* Exercise input:
• • • •

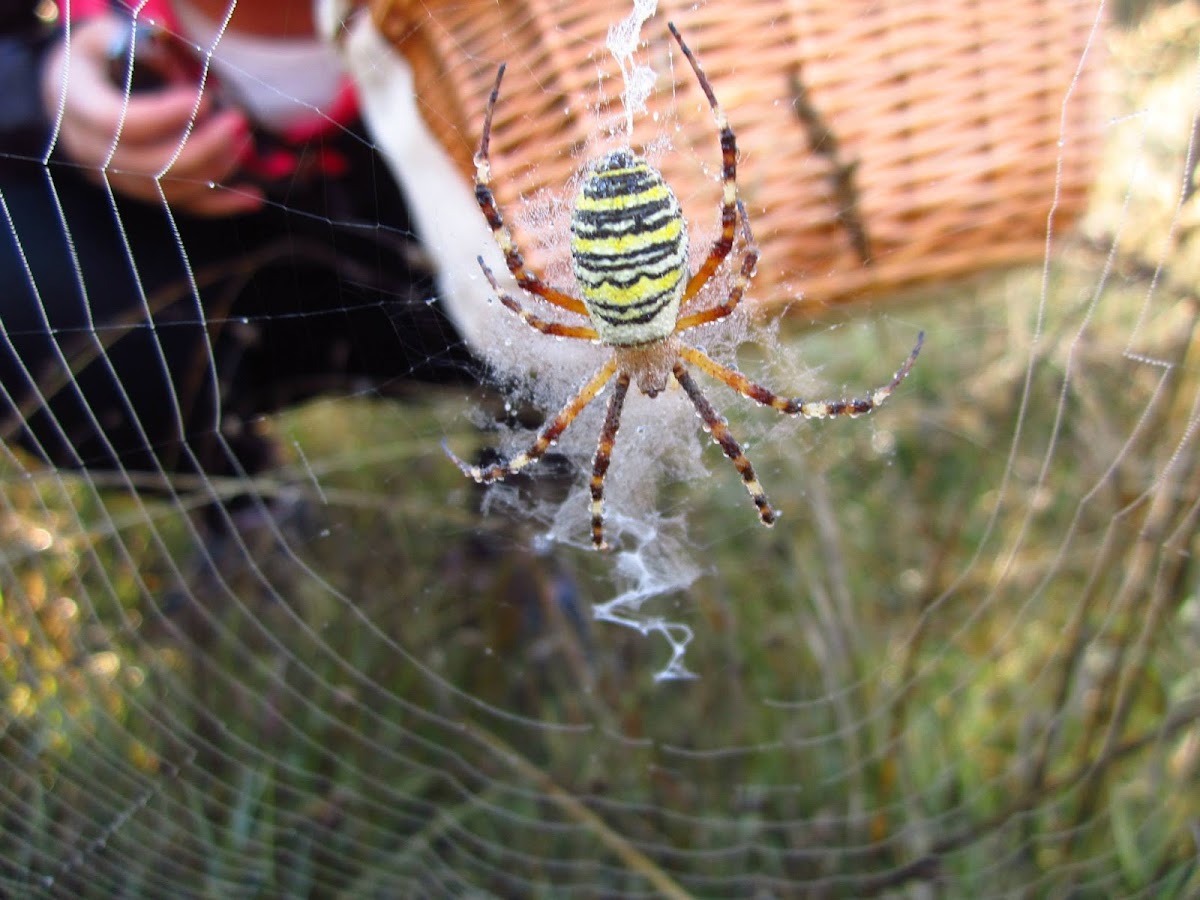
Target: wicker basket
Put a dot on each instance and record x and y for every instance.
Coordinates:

• • • •

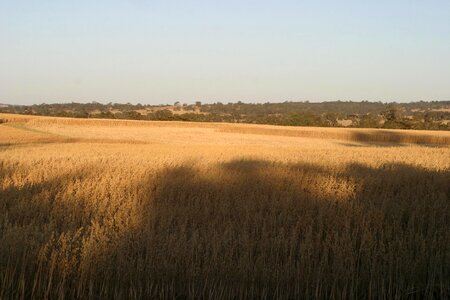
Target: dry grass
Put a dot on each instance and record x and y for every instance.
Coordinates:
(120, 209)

• • • •

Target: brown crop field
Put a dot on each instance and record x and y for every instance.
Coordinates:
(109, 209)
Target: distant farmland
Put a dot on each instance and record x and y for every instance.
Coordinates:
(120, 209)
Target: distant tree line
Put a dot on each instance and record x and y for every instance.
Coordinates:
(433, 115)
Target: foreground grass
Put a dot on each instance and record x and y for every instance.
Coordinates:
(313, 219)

• • • •

* The request: Show every line from the items above that contains the string "grass", matching case exactly.

* Reply to the task:
Target: dry grass
Target: foreground grass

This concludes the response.